- [Set exercise]: Reproduce word for word the lines in the records below, beginning with the line that contains "[point] at the parking space" and continuing through the last line of the records.

Entries from a pointing dataset
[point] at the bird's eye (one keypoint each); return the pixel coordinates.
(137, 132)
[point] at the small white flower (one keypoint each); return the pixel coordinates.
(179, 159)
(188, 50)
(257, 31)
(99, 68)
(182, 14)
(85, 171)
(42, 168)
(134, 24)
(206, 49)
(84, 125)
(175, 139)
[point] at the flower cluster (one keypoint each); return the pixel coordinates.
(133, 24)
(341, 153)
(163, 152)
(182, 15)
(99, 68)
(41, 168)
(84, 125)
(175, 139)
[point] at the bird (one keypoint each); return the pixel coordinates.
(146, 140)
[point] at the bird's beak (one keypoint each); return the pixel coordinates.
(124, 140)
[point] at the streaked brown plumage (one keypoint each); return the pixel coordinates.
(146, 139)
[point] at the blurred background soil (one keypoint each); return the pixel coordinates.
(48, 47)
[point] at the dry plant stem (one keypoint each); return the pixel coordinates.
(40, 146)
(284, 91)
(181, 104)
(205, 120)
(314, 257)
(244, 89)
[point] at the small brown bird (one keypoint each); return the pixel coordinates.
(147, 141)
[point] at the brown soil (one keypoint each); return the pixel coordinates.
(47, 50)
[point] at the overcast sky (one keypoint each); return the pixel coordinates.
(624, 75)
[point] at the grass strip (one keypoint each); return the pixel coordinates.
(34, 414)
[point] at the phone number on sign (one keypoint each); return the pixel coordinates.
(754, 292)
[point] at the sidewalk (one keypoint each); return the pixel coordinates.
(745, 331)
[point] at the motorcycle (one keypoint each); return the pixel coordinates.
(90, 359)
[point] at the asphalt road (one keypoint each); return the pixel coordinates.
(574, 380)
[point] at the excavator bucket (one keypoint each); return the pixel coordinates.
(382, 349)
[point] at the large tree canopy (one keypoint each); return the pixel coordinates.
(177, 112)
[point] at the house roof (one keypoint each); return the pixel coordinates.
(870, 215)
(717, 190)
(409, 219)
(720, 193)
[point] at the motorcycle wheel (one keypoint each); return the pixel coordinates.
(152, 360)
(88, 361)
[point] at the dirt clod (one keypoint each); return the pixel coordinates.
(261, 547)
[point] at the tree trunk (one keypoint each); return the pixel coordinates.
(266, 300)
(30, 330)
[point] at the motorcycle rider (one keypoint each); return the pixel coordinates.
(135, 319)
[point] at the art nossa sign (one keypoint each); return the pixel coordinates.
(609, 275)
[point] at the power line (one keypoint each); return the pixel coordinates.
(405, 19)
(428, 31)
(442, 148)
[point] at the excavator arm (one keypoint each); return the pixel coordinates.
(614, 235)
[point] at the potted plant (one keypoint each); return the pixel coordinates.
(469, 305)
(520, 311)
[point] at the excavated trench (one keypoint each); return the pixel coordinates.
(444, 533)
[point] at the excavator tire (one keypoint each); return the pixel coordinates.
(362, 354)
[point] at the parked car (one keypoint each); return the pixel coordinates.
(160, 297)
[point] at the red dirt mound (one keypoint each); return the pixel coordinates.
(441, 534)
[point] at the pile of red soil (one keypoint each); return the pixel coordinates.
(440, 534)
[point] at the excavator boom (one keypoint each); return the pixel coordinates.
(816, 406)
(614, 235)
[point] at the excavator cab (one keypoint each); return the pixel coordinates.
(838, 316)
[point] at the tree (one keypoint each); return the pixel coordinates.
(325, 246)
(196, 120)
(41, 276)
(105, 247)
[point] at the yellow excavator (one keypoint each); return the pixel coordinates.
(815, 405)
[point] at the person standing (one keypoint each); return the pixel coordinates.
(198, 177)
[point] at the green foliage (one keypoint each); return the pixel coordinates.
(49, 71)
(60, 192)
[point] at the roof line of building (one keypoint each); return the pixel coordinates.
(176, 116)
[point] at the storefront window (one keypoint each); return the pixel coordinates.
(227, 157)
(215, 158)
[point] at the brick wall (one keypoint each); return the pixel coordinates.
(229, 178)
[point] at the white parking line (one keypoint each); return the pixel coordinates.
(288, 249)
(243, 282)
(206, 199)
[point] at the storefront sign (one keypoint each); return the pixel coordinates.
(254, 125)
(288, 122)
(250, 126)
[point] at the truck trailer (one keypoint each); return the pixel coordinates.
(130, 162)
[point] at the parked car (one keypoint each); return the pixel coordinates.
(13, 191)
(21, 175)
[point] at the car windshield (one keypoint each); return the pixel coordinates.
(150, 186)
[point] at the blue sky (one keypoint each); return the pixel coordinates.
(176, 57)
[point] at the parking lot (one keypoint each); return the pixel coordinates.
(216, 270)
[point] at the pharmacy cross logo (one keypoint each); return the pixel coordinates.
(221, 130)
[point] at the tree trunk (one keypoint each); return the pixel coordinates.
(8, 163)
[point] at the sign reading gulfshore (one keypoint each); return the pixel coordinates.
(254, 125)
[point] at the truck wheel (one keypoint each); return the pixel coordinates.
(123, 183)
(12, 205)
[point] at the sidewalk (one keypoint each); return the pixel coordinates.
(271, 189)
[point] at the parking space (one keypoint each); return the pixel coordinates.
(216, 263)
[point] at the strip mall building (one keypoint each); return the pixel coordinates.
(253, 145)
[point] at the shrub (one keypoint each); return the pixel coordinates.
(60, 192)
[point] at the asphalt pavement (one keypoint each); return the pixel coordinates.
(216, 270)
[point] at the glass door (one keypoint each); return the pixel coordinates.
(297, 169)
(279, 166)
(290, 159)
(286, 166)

- [Full answer]:
[point] at the parking space (one keypoint each); return the pixel coordinates.
(216, 263)
[point] at the strip mall building (one keypoint each); return the pixel coordinates.
(253, 145)
[point] at the shrub (one keypoint each); return the pixel coordinates.
(60, 192)
[point] at the asphalt pavement (one keypoint each); return the pixel coordinates.
(216, 270)
[point] at the glass door (one keypoint each); return the pixel coordinates.
(297, 169)
(279, 166)
(290, 159)
(286, 166)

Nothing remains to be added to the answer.